**Required work**
Please transcribe the rows below verbatim, starting with the line that contains "Each <instance> block includes" and going on through the line that contains "box: [315, 267, 408, 426]", both of those lines included.
= Beginning of Section =
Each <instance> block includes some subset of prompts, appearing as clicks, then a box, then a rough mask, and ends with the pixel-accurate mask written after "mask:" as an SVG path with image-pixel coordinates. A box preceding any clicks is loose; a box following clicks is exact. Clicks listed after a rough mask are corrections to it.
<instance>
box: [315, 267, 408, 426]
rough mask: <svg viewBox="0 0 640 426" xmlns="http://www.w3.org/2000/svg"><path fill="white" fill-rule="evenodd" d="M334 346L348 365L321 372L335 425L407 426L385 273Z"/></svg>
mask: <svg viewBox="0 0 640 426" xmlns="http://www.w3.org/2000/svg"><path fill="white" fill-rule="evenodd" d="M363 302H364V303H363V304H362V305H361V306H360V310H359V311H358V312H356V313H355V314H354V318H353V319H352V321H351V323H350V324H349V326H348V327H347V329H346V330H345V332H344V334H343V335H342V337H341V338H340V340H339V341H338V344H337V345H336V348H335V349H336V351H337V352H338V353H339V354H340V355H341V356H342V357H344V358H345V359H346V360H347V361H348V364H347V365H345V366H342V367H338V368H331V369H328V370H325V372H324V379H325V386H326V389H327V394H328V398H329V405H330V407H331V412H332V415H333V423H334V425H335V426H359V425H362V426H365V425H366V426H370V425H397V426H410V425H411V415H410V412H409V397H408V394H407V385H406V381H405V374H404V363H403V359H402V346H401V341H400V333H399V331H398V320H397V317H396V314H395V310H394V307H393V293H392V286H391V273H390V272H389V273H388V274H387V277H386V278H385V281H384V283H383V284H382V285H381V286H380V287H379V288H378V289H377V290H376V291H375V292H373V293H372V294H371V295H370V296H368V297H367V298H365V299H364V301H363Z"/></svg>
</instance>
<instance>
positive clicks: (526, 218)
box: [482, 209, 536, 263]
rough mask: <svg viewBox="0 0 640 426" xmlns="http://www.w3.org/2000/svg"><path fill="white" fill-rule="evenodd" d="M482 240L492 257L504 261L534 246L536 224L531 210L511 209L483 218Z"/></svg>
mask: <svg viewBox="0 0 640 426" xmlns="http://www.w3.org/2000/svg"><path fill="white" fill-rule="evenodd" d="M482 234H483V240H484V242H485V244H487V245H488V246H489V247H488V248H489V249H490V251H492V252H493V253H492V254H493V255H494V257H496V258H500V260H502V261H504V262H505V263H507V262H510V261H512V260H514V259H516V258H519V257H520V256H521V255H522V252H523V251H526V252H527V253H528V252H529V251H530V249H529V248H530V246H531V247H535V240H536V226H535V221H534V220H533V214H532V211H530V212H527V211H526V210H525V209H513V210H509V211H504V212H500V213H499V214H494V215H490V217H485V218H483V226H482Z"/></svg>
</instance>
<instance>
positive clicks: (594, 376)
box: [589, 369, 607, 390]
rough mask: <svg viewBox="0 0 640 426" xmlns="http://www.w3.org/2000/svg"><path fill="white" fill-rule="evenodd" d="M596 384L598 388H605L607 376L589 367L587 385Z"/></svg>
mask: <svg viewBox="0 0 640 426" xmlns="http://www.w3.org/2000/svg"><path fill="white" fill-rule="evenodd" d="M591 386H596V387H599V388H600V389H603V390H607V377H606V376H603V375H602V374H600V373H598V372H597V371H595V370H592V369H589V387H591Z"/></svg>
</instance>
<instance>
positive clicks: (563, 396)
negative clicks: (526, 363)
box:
= End of Section =
= Beginning of Section =
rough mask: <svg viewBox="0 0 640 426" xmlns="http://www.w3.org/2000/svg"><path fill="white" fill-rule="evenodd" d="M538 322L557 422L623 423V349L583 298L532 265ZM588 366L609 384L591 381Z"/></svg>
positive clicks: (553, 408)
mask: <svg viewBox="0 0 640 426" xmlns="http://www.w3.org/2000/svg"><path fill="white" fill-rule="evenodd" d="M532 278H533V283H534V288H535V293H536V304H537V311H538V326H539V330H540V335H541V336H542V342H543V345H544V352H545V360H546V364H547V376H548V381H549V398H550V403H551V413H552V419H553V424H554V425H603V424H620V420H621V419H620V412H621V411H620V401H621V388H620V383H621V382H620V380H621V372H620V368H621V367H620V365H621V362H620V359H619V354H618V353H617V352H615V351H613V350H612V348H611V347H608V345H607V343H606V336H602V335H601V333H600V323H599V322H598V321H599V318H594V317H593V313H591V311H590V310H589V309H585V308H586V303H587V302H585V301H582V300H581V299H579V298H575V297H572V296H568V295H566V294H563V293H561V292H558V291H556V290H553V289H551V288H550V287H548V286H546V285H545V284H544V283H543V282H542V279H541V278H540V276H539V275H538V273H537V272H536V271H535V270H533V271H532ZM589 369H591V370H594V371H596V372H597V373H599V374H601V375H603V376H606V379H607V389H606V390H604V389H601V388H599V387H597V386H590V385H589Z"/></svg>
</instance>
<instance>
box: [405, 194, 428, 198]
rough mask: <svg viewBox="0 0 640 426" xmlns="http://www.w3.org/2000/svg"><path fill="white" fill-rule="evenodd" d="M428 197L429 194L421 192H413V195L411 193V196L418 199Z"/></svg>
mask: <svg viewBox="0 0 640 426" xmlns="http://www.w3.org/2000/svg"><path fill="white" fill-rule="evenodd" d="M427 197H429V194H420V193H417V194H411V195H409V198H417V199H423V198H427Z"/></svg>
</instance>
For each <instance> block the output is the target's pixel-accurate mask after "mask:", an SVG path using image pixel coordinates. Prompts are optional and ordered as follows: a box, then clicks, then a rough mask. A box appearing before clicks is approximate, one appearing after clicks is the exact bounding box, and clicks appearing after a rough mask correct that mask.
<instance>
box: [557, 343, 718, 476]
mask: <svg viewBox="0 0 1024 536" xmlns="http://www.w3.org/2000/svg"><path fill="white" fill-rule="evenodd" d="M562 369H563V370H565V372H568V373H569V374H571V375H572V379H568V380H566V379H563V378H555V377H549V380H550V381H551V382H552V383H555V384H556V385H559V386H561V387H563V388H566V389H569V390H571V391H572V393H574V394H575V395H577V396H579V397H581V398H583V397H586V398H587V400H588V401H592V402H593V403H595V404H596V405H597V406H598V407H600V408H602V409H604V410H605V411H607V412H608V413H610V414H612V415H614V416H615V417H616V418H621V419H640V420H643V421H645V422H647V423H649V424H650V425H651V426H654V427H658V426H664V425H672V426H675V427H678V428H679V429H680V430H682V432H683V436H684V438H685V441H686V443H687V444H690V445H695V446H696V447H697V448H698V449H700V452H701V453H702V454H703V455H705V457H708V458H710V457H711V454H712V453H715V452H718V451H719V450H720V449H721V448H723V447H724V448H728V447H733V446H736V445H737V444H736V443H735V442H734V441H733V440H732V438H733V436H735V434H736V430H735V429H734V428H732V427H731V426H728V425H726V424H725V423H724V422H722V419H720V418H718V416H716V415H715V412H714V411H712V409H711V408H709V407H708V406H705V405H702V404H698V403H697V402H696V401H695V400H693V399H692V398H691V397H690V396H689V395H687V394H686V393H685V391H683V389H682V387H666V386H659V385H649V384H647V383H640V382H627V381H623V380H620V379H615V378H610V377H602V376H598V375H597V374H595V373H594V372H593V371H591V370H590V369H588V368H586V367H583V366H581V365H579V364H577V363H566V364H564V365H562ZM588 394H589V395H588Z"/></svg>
= End of Section =
= Beginning of Section =
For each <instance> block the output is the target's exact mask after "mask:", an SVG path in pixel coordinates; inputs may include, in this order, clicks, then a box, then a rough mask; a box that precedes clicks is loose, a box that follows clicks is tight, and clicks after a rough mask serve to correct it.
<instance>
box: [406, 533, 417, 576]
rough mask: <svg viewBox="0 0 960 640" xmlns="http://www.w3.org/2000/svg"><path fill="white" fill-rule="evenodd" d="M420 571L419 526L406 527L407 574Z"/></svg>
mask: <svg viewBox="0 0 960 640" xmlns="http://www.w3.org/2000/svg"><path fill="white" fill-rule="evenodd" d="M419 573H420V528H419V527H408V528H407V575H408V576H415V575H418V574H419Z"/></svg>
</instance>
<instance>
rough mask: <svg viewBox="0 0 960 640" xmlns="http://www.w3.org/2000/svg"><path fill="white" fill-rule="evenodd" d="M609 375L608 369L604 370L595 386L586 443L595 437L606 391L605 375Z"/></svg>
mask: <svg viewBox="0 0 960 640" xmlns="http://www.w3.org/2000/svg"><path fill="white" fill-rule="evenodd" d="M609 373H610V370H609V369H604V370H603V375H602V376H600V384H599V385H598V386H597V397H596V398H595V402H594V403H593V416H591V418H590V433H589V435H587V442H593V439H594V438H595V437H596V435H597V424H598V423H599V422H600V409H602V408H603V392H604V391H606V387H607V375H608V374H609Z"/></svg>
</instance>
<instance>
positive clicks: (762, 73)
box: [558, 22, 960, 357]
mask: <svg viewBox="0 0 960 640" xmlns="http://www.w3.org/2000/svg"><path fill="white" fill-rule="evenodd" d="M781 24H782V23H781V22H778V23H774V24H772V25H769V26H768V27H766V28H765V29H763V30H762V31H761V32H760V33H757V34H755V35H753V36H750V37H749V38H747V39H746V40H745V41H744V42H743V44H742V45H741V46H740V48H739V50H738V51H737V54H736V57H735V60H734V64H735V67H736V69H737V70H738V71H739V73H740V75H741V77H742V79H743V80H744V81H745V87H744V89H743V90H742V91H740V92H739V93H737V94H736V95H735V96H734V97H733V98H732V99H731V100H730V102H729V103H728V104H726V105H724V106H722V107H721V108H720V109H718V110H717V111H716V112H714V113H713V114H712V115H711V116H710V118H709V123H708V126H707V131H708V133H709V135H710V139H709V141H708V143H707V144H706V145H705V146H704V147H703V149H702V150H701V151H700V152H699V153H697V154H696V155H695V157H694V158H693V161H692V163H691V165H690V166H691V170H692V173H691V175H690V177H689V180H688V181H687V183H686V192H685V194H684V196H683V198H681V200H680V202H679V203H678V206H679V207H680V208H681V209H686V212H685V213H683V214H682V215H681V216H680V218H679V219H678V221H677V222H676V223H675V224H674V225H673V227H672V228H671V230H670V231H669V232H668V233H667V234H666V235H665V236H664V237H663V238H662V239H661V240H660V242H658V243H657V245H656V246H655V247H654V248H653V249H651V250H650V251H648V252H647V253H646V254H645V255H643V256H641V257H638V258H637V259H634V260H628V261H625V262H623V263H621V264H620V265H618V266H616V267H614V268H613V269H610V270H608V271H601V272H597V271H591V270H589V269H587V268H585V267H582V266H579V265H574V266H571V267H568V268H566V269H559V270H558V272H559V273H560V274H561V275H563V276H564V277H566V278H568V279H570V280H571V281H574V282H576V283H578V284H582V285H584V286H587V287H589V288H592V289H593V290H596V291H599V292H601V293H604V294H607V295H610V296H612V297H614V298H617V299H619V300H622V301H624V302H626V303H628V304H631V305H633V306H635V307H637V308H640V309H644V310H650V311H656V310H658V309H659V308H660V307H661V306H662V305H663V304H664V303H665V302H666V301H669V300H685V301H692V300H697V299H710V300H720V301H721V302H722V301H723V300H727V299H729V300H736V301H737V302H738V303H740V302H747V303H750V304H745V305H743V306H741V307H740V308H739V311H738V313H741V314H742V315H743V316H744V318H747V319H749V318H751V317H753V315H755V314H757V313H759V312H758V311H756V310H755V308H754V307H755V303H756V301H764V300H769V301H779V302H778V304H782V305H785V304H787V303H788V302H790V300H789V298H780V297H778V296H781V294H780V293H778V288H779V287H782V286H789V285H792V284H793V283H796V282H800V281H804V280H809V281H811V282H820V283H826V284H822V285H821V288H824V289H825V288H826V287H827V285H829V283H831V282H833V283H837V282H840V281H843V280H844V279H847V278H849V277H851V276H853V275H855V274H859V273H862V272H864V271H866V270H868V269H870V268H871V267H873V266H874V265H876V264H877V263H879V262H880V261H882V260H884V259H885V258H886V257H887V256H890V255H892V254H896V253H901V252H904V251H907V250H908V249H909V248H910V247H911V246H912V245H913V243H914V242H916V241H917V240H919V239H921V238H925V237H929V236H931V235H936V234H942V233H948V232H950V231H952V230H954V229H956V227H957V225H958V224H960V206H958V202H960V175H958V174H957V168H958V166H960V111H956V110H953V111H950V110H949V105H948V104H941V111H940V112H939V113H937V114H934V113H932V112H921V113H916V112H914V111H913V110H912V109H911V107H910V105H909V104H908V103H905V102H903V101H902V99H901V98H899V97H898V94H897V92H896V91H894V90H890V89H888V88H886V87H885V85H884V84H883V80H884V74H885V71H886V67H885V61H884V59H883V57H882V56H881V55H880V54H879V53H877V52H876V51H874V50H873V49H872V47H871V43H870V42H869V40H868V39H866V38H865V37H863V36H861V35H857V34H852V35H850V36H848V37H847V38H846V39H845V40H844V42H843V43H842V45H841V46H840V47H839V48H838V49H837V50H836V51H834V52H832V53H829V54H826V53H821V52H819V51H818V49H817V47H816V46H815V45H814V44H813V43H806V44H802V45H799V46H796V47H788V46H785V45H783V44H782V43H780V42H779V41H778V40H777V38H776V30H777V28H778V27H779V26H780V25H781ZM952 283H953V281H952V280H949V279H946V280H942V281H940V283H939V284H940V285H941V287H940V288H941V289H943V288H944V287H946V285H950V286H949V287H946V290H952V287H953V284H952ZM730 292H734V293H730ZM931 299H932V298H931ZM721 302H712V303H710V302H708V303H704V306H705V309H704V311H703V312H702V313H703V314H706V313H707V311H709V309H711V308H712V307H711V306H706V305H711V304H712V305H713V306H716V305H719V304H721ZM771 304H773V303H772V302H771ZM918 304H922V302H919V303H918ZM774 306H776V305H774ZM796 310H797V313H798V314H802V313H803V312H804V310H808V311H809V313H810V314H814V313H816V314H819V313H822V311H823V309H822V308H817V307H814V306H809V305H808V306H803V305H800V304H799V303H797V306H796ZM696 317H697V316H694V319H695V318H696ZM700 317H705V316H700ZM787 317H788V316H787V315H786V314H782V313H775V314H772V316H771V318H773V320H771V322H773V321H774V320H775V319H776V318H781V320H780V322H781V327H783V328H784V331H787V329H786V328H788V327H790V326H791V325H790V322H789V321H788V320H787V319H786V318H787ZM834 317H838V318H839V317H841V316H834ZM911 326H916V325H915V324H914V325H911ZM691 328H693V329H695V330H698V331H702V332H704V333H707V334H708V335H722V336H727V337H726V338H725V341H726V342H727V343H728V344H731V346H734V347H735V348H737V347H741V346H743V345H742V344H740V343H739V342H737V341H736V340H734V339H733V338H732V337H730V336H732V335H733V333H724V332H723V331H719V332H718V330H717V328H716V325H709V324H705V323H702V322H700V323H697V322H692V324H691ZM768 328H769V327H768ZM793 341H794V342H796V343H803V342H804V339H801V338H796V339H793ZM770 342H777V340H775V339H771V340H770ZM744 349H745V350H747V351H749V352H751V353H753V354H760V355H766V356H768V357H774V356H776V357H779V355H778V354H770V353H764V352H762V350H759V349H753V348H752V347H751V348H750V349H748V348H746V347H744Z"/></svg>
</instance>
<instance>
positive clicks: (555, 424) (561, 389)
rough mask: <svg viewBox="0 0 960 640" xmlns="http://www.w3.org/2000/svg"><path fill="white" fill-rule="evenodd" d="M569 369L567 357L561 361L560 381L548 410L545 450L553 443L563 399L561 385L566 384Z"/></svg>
= End of Section =
**Reply**
Each <instance> block includes some subset of prompts, appearing as clicks, then a box, then a rough mask, and ends with the pixel-accurate mask written after "mask:" as an SVG path with image-pixel coordinates. A box preceding any clicks is loose; a box following clicks is exact. Clicks listed after a rough mask are corrections to it.
<instance>
box: [315, 267, 408, 426]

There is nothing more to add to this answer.